↓↓↓

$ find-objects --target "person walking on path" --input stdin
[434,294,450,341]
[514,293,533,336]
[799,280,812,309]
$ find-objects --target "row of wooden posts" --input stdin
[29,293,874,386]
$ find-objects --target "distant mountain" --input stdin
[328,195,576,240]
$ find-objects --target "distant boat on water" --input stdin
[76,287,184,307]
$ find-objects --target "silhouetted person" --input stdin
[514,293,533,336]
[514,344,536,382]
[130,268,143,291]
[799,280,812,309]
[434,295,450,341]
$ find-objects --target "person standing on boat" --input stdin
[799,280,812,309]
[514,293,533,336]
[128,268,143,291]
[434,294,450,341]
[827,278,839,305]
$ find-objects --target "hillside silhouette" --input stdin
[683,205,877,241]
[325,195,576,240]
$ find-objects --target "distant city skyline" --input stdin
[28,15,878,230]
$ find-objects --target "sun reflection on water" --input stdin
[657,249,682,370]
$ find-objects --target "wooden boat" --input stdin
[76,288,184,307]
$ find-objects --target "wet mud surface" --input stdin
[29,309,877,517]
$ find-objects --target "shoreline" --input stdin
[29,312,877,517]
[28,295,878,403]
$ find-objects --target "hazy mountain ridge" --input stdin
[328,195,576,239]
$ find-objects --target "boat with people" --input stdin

↑↑↑

__WORK REQUIRED__. Copy all of the lines above verbatim, from the first through the last, without altering any character.

__TASK SOLUTION__.
$ find-objects --target "person walking on path" --input stdin
[434,294,450,341]
[514,293,533,336]
[799,280,812,309]
$ find-objects --target "row of wooden posts" --input stdin
[29,293,874,386]
$ find-objects --target "distant mountain" --input stdin
[328,195,576,240]
$ find-objects --target "distant boat on water" --input stdin
[76,287,184,307]
$ find-objects --target "silhouetted person" --input stdin
[514,293,533,336]
[514,344,536,382]
[130,268,143,291]
[799,280,812,309]
[434,295,450,341]
$ find-objects --target "person standing on boat" --input stdin
[799,280,812,309]
[514,293,533,336]
[128,268,143,291]
[434,294,450,341]
[827,278,839,305]
$ find-objects --target "hillside silhouette" --input stdin
[683,205,877,241]
[325,195,576,240]
$ find-objects --target "distant city skyline" --input stdin
[28,15,878,230]
$ find-objects --target "sun reflection on water" --input stdin
[657,249,682,370]
$ find-objects --target "wooden boat" --input stdin
[76,288,184,307]
$ find-objects --target "wet mud surface" --input stdin
[29,309,877,517]
$ find-objects --target "shoreline" --input stdin
[29,312,877,517]
[28,295,878,403]
$ find-objects --target "hazy mountain ridge" --input stdin
[328,195,576,239]
$ find-objects --target "boat with people" --input stdin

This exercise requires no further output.